DIRECTIVE:
Reproduce the tutorial on forming an island on the TiN(001) surface word for word, from its title to its last line.
====== SOURCE EXTRACT ======
Island Surface Defect Formation in TiN.¶
Introduction.¶
This tutorial demonstrates the process of creating material with island on the surface of TiN(001) based on the work presented in the following manuscript.
Manuscript
D. G. Sangiovanni, A. B. Mei, D. Edström, L. Hultman, V. Chirita, I. Petrov, and J. E. Greene, "Effects of surface vibrations on interlayer mass transport: Ab initio molecular dynamics investigation of Ti adatom descent pathways and rates from TiN/TiN(001) islands", Physical Review B, 2018. DOI: 10.1103/PhysRevB.97.035406. 1
We use the Materials Designer to create a slab of TiN, identify the cartesian coordinates for an island on the surface, and build it.
====== EXCERPTED RECORDS ======
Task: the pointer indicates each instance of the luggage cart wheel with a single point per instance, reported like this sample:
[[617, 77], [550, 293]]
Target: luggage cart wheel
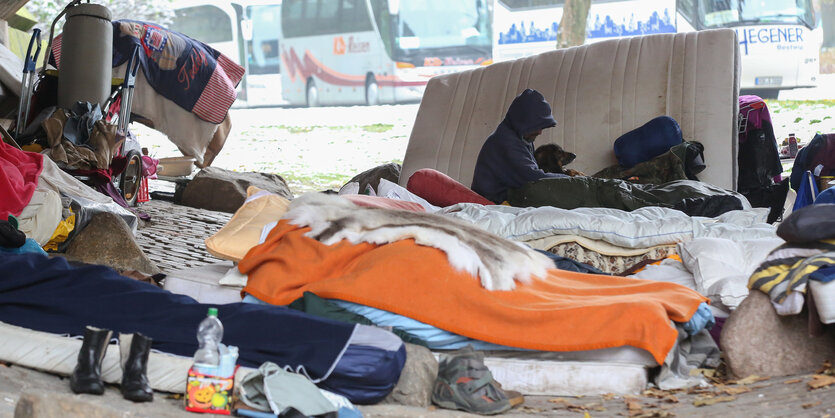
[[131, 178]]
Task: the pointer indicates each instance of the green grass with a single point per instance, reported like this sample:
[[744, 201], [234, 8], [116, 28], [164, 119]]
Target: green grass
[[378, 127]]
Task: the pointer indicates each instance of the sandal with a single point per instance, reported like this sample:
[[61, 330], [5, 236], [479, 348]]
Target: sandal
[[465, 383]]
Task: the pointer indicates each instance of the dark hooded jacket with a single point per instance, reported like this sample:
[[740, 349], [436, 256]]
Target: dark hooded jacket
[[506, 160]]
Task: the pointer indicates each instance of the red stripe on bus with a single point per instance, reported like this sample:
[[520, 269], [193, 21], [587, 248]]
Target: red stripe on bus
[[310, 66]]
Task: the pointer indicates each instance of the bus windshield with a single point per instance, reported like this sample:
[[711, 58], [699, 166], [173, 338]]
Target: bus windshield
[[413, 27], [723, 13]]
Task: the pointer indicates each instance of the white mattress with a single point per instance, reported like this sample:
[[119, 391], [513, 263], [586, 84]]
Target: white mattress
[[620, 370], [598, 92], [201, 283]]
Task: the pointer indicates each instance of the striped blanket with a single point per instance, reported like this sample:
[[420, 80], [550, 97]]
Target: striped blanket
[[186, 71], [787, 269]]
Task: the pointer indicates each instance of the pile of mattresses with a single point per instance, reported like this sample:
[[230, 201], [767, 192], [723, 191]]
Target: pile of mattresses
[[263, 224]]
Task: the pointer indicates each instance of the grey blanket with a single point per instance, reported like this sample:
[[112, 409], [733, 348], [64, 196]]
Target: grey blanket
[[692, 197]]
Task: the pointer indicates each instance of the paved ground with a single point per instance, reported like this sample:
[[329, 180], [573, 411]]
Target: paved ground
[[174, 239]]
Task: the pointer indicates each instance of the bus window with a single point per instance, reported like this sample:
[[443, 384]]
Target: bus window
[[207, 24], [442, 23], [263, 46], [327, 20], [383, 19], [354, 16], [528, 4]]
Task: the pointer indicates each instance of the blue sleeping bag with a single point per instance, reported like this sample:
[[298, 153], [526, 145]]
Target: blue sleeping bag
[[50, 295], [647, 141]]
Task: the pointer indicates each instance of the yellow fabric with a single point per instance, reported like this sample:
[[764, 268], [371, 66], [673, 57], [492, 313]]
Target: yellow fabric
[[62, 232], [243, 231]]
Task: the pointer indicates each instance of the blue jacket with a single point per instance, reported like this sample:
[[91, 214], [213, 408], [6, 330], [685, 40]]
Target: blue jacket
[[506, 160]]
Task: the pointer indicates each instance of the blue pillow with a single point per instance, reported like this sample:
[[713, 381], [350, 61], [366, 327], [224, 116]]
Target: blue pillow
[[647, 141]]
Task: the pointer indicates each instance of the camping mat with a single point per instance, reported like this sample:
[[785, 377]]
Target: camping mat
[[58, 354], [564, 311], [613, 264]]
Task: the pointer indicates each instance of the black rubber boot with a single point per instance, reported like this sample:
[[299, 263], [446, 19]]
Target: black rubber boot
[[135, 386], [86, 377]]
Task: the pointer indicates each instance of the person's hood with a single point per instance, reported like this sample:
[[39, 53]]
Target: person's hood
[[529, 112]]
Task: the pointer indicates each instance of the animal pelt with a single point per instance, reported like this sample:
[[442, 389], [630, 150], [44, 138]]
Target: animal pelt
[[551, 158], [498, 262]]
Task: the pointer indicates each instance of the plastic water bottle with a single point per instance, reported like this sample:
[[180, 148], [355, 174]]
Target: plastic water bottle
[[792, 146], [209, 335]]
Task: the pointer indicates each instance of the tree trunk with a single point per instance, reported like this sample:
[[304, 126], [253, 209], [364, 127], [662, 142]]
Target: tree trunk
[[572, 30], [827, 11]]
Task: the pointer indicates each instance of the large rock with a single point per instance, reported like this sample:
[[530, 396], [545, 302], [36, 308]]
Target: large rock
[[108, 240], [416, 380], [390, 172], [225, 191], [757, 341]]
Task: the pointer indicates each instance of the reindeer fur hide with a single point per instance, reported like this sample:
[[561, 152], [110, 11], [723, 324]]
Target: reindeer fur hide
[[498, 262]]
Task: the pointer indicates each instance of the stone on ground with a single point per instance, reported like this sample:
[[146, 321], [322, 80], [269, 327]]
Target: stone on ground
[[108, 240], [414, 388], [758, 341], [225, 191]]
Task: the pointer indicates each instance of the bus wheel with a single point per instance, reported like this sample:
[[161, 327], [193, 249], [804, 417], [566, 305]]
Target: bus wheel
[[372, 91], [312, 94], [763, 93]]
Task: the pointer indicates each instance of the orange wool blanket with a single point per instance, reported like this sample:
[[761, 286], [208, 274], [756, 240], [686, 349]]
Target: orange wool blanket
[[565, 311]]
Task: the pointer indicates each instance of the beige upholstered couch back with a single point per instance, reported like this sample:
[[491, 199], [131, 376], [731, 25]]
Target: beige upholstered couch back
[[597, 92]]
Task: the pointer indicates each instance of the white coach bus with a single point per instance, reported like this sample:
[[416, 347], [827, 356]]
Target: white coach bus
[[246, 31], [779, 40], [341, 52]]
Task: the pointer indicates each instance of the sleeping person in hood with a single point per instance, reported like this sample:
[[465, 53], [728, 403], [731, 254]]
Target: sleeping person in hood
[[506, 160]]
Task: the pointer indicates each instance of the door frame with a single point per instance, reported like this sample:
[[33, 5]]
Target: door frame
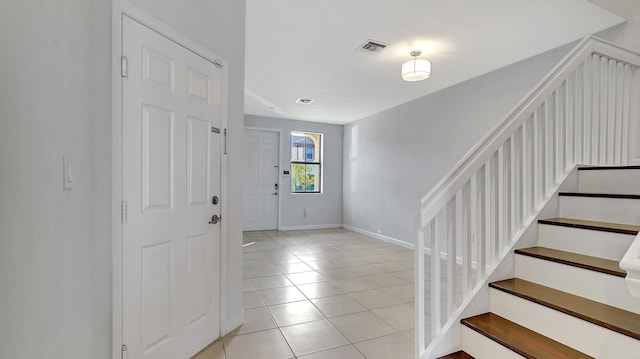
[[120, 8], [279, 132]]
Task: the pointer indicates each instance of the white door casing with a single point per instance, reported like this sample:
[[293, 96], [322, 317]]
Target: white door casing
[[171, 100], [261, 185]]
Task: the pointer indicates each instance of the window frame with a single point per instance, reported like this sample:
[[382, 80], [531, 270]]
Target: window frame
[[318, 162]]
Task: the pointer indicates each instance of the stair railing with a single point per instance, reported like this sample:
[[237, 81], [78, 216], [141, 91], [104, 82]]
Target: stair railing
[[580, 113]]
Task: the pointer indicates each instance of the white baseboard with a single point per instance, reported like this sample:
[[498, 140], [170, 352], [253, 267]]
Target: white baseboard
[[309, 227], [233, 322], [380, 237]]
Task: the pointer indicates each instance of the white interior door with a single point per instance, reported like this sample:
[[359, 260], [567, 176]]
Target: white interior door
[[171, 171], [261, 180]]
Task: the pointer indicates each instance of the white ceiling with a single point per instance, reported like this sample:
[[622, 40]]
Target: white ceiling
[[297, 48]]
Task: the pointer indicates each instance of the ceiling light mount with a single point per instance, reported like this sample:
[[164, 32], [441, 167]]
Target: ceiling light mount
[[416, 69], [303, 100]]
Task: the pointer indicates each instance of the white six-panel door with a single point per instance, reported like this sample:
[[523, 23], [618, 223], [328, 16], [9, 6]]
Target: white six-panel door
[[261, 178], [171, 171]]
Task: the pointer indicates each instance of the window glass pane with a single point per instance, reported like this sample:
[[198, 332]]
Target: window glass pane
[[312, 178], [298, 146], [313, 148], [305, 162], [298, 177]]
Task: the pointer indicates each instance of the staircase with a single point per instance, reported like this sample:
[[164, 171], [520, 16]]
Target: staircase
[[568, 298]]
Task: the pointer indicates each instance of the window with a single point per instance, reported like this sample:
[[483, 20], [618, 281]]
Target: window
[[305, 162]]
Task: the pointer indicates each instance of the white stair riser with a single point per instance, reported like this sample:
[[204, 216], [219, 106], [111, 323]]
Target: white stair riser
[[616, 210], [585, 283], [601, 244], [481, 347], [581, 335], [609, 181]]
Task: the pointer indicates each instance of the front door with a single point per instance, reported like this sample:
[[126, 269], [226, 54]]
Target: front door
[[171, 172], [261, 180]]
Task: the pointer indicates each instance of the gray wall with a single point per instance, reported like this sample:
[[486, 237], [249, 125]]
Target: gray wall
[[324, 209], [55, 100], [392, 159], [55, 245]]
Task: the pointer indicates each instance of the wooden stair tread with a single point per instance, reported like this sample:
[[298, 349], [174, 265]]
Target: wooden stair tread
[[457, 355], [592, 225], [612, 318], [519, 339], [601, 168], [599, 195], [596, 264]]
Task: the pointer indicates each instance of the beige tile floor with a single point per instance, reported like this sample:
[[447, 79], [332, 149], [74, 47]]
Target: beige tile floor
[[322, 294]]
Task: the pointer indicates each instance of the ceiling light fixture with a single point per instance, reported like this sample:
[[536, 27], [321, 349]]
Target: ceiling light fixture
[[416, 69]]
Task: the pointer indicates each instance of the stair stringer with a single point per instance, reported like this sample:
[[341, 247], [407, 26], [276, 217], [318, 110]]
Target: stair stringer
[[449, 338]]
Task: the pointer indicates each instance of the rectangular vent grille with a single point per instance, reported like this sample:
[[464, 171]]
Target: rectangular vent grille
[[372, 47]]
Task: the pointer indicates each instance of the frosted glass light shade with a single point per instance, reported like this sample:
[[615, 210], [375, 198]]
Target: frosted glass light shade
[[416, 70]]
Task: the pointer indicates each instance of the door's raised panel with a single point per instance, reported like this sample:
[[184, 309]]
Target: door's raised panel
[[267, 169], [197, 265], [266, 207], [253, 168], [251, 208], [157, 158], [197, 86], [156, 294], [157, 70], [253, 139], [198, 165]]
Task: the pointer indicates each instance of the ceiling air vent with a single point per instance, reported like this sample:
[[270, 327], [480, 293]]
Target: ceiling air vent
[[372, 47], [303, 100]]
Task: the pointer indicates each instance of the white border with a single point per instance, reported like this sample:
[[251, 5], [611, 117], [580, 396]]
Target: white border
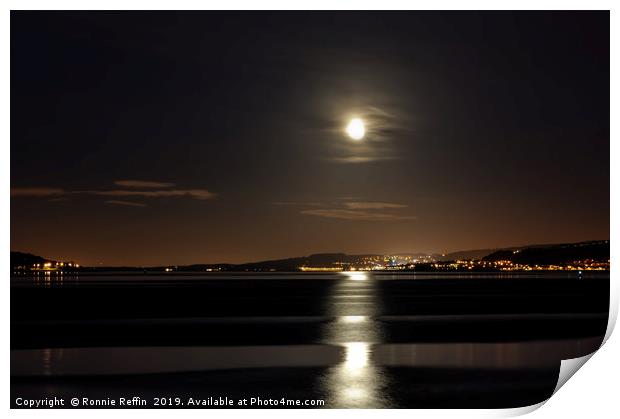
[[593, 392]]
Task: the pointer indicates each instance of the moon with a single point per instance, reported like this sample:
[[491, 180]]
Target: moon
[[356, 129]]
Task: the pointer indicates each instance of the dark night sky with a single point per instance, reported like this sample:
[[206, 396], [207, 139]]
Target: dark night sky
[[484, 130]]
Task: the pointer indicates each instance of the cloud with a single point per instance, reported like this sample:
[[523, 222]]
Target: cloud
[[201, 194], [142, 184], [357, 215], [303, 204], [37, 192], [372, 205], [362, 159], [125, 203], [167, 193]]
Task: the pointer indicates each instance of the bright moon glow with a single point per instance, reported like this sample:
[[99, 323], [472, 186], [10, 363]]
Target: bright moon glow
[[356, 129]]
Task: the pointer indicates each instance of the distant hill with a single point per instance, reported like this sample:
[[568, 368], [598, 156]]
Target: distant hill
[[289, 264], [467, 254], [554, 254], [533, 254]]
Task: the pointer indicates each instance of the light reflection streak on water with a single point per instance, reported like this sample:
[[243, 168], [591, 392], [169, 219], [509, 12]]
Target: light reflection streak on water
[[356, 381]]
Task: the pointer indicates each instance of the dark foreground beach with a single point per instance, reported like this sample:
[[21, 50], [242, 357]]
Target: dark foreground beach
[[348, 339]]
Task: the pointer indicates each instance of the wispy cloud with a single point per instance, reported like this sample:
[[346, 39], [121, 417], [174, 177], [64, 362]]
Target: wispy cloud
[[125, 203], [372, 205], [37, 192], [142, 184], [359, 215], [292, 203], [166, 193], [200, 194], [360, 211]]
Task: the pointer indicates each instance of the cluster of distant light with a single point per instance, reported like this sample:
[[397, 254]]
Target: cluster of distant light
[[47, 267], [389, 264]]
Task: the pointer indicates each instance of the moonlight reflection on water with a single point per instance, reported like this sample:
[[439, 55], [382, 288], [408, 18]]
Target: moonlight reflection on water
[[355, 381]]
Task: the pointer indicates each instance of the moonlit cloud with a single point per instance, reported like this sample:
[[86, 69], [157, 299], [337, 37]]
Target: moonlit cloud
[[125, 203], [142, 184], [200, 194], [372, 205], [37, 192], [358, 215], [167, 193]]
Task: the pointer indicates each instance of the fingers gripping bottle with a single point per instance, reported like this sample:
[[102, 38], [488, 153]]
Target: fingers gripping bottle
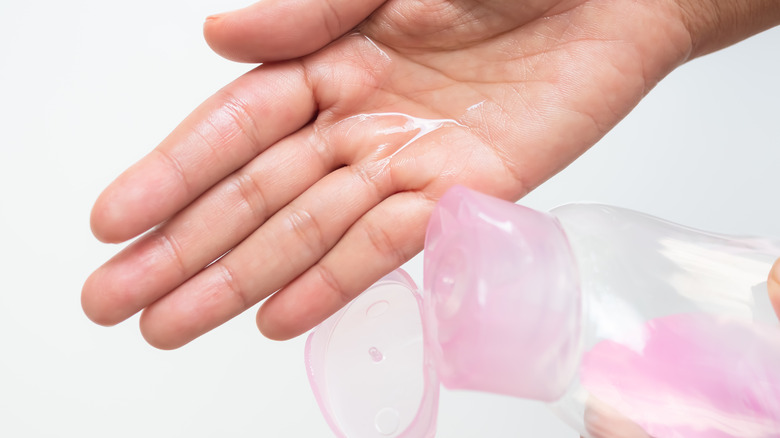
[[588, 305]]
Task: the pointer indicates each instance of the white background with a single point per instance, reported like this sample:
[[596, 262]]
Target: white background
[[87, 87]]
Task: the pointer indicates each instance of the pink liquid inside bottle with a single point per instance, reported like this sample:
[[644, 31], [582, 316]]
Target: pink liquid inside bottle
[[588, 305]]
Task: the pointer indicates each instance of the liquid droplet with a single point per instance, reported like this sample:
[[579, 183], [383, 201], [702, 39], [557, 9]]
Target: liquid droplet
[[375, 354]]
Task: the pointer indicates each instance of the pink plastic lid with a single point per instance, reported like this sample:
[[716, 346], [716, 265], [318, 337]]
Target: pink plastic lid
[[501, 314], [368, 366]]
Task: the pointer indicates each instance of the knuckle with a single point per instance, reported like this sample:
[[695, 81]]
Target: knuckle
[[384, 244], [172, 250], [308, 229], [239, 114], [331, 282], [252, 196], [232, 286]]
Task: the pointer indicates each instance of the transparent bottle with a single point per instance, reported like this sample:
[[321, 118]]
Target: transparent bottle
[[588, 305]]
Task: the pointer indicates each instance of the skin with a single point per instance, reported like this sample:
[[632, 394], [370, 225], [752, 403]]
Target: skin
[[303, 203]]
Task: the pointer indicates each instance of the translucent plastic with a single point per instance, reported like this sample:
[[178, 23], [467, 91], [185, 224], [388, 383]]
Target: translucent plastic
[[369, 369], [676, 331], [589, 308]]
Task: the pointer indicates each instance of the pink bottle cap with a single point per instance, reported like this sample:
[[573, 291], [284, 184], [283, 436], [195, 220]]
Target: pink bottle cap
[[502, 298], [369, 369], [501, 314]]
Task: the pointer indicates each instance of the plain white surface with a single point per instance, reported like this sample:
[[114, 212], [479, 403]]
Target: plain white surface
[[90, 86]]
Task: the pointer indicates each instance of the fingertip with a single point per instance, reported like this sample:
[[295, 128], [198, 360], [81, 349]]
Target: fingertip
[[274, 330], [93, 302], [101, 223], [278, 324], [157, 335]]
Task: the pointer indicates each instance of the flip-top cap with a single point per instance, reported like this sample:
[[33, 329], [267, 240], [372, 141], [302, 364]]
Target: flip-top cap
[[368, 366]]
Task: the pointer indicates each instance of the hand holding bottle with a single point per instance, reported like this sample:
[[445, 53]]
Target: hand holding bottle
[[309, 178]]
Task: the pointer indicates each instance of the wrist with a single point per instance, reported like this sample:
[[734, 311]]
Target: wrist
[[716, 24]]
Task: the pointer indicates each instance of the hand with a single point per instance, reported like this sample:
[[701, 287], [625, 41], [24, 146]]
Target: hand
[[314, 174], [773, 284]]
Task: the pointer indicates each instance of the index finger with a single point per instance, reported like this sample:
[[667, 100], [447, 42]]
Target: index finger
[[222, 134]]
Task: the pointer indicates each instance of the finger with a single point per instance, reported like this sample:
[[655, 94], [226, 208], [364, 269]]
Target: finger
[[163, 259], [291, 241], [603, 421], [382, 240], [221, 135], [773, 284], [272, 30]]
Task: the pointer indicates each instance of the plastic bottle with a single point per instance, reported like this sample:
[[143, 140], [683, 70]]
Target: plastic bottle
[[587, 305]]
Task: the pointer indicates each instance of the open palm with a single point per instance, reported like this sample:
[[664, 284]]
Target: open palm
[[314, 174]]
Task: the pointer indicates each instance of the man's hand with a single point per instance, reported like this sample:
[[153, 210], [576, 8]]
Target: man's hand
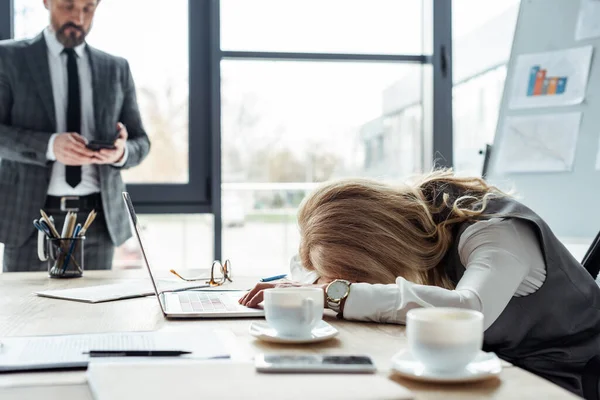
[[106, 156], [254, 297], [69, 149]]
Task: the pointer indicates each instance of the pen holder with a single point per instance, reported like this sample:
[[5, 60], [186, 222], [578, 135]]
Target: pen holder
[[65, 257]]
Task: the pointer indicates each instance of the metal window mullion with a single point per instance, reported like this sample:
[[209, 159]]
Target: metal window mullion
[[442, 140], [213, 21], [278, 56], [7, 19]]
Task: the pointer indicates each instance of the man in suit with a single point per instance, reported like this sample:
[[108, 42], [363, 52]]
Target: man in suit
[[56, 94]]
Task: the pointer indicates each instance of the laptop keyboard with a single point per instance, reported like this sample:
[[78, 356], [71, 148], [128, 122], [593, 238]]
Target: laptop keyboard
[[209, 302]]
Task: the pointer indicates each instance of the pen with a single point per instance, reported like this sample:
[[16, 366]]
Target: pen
======
CORRECT RESULT:
Island Surface Defect Formation in TiN.¶
Introduction.¶
This tutorial demonstrates the process of creating material with island on the surface of TiN(001) based on the work presented in the following manuscript.
Manuscript
D. G. Sangiovanni, A. B. Mei, D. Edström, L. Hultman, V. Chirita, I. Petrov, and J. E. Greene, "Effects of surface vibrations on interlayer mass transport: Ab initio molecular dynamics investigation of Ti adatom descent pathways and rates from TiN/TiN(001) islands", Physical Review B, 2018. DOI: 10.1103/PhysRevB.97.035406. 1
We use the Materials Designer to create a slab of TiN, identify the cartesian coordinates for an island on the surface, and build it.